(Natural-language object grounding data)
▼

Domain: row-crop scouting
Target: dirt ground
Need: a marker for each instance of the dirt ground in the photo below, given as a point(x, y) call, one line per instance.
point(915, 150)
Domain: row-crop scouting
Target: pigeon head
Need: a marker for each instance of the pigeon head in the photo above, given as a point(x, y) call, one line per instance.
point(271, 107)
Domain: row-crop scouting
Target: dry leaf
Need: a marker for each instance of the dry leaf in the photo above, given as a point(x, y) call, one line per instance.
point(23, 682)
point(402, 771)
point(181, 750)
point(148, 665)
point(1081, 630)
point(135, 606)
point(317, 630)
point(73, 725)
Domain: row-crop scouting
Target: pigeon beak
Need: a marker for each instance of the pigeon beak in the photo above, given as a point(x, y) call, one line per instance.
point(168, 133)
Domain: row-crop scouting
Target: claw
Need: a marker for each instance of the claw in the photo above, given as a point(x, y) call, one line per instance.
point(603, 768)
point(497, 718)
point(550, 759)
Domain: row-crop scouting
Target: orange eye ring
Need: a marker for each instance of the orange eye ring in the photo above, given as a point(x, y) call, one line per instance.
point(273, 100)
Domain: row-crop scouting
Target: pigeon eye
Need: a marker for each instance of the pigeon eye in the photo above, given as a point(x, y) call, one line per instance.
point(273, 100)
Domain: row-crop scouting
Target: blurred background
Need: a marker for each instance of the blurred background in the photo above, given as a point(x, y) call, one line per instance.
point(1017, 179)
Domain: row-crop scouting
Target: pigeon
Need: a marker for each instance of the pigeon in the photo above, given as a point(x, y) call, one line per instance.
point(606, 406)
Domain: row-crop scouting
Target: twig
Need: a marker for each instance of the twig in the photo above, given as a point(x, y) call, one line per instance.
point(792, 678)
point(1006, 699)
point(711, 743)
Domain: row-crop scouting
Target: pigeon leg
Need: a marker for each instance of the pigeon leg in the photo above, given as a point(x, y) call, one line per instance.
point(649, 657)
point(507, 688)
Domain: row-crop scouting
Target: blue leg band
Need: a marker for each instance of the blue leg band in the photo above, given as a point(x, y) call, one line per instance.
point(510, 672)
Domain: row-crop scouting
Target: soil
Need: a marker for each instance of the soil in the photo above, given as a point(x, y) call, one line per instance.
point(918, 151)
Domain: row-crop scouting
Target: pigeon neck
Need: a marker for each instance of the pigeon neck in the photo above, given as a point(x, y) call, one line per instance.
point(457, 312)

▲

> EXERCISE GOAL
Take the entries above and copy them exactly from the first line through the line with "Target: pigeon head"; leave out every line after it.

> SOLUTION FOR THIS TASK
Domain: row-crop scouting
Target: dirt ground
Need: a marker for each instance of the dirt ground in the photo below, given as a point(x, y) call, one line per instance.
point(915, 150)
Domain: row-crop scouting
Target: pigeon head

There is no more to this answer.